Passage shown:

_ _ _ _ _

# ipod shuffle not recognized



## gigiandjojo

I have windows xp; my ipod shows up in itunes under device but I can't sync songs I purchase just from a cd. When I run the diagnostic test it indicates IPod not found, also ITunes not running in safe mode? No external plug-ins installed. ( I have no idea what this all means) I am a novice, please help...I've already tried uninstalling itunes and the other programs I was told to do and reinstalled everything and it does not work. copying from cd works stiTech Support Guy System Info Utility version 1.0.0.2
OS Version: Microsoft Windows XP Home Edition, Service Pack 3, 32 bit
Processor: Intel(R) Celeron(R) CPU 2.53GHz, x86 Family 15 Model 4 Stepping 9
Processor Count: 1
RAM: 1014 Mb
Graphics Card: Intel(R) 82865G Graphics Controller, 96 Mb
Hard Drives: C: Total - 76285 MB, Free - 31683 MB;
Motherboard: Dell Computer Corp., 0WF887
Antivirus: GFI Software VIPRE, Updated: Yes, On-Demand Scanner: Enabledll it does not recognize by ipod.


----------



## DoubleHelix

Open iTunes. Connect the iPod. Click Help -> Run Diagnostics.


----------



## gigiandjojo

did all that and nothing happened...I also have another ipod (different model) and diagnostic test indicates no I pod found...thinking it must be my usb connecter but I tried all 3 that I have and still nothing


----------



## DoubleHelix

The diagnostics runs several tests. Are you saying *nothing at all * happened when you connected the iPod and ran the diagnostics? Nothing at all? No messages? No errors? Nothing?


----------



## gigiandjojo

when I ran the diagnostic test, everything was ok until the end it had "no ipod found" and yes I went to help....now what? I went to the apple store they told me to uninstall Itunes in a certain order (along with other programs that it supports) and I restarted my computer installed everything back and nothing
different happened meaning I'm at square one.....?

_ _ _ _ _

Action item: Pick up the forum thread about the unrecognized iPod shuffle and continue it after its final post. The entries are not needed for the work on this page.

_ _ _ _ _

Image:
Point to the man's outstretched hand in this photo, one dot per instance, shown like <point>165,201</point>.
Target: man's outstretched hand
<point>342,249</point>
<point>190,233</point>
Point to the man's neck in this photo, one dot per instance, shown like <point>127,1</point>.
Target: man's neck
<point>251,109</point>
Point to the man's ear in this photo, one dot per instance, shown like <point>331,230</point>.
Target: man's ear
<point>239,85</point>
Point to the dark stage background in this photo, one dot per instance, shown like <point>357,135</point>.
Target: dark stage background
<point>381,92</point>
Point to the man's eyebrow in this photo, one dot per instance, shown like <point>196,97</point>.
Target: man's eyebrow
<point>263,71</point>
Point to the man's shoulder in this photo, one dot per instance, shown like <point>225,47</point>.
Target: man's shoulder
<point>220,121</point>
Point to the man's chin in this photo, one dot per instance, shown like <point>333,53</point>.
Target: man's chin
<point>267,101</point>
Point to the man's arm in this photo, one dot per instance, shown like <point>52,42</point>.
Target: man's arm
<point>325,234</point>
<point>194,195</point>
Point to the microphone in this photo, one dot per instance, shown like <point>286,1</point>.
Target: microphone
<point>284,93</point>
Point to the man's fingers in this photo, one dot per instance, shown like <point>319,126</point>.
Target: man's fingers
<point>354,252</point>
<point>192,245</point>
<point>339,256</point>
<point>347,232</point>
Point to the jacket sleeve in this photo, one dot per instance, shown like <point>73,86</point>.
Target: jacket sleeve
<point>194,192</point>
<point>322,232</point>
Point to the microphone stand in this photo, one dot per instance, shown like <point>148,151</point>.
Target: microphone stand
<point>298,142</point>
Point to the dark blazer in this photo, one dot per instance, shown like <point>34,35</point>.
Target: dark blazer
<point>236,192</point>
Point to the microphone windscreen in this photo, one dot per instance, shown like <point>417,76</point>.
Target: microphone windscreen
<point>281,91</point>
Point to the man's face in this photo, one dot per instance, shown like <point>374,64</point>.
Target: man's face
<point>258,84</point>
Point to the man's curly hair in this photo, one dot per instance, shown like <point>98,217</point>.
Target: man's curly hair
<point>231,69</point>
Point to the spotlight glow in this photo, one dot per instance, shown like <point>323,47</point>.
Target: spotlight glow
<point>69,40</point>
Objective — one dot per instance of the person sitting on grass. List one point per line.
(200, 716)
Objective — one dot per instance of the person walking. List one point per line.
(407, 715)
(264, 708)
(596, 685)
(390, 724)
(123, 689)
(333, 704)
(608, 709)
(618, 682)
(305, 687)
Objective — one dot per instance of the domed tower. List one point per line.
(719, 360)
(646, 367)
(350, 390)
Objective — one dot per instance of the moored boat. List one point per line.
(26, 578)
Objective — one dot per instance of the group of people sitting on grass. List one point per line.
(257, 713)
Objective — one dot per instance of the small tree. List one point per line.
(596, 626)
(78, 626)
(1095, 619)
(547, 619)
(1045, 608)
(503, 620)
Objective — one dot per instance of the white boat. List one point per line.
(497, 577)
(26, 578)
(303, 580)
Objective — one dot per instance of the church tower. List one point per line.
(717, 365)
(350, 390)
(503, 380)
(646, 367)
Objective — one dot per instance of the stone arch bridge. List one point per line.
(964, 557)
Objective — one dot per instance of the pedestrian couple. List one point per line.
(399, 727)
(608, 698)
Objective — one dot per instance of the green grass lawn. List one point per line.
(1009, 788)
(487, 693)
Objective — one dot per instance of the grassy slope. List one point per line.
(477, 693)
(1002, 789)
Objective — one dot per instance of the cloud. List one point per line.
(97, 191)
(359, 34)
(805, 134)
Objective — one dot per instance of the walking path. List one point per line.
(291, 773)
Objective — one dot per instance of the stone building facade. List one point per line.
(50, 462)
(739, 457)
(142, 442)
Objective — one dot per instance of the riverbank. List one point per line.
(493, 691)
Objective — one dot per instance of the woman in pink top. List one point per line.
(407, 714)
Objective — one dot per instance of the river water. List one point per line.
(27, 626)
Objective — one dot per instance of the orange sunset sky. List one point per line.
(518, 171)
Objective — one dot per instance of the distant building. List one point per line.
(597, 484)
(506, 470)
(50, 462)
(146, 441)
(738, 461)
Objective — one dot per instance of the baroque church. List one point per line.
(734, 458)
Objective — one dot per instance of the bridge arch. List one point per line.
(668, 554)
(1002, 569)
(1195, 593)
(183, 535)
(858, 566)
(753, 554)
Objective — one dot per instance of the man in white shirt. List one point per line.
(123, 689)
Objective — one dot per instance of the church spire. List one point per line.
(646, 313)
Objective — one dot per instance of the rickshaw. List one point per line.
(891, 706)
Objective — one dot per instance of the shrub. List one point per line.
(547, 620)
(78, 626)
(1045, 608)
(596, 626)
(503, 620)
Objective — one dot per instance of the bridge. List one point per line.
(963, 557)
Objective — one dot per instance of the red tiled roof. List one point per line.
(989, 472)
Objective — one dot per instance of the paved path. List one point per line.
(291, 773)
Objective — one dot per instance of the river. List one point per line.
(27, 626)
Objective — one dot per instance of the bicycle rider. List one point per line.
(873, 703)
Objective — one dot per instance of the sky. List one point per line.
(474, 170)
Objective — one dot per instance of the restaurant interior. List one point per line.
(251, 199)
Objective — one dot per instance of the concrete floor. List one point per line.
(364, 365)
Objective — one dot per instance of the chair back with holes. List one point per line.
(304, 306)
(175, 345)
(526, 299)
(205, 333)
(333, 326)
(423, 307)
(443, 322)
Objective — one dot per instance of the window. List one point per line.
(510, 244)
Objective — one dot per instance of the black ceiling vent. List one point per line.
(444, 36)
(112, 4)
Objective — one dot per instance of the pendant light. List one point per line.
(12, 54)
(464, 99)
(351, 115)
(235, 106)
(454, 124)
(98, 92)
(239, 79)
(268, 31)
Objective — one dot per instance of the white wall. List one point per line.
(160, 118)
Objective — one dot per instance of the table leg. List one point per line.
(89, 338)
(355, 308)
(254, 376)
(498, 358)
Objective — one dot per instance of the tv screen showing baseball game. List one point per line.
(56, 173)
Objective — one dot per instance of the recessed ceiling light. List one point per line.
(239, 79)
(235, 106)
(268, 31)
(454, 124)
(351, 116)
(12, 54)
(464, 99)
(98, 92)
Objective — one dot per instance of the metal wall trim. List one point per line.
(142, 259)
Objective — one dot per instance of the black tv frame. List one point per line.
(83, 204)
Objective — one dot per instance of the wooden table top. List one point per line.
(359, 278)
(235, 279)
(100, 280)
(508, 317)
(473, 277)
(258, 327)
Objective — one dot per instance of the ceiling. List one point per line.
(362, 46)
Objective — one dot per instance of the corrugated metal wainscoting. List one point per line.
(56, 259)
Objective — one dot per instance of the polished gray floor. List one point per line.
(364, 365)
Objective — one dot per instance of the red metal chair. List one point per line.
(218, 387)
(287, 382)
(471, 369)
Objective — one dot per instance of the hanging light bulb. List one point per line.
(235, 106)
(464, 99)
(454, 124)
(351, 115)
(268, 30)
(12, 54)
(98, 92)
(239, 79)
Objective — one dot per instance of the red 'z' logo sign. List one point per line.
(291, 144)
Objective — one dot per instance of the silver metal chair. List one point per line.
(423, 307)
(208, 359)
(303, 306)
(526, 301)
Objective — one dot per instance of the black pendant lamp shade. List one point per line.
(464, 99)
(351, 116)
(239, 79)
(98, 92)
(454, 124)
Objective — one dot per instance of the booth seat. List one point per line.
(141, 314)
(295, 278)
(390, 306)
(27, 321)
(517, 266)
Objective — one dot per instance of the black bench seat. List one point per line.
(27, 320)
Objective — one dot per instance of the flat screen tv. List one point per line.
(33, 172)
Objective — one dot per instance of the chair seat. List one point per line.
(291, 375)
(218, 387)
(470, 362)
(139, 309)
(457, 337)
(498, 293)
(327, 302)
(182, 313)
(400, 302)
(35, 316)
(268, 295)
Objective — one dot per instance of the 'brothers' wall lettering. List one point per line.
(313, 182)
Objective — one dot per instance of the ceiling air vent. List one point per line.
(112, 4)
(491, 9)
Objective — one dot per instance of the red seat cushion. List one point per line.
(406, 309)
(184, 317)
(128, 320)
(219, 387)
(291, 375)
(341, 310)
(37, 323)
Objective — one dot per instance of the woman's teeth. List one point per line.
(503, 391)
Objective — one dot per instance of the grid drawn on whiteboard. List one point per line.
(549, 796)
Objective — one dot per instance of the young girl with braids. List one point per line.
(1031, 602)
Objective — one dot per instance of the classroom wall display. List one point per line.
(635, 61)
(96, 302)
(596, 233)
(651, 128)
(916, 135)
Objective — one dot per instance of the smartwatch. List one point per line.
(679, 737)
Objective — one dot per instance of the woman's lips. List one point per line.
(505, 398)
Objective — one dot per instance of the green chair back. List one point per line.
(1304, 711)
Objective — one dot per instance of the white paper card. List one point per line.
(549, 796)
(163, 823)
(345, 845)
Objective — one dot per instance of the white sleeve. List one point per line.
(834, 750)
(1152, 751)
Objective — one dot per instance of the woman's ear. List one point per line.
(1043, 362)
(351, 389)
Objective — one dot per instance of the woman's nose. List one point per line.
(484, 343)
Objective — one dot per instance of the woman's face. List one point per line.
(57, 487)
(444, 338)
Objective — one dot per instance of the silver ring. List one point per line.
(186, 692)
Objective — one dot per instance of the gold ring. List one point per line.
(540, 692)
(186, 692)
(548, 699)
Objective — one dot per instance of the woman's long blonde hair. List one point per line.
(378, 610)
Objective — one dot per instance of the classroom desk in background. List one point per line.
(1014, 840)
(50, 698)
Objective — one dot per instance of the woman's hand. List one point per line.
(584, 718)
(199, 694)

_ _ _ _ _

Expected answer:
----------



## DoubleHelix

Has it ever worked? Did you buy it new recently? When you went to the Apple store, did they connect it to a computer there and verify it works?

And you're saying it *does* show up under Devices on the left side? What happens when you click on it? What shows up on the Summary screen?


----------



## gigiandjojo

my ipod is not new,it's about 5yrs old, when I'm in itunes my devise shows up however when I click on the picture of the ipod, nothing happens..I can't get to the summary. If I am in my music I have to click in settings to get my information on my Ipod...everything seems to be ok....I can download songs from a
cd and the songs I have downloaded in the past are ok, can change them from within the list of my music...what I cannot do is sync new songs which I have recently purchased. When I take the diagnostic test everythng seems to be ok...sync test ok, etc. when I come to the last test....it indicates Ipod not found....when I went to the apple store it worked...that's when they told me to uninstall Itunes and the other programs that support it..in a certain order and then reinstalled which I did. However the only problem remains I can't sync songs purchased that appear on my music list...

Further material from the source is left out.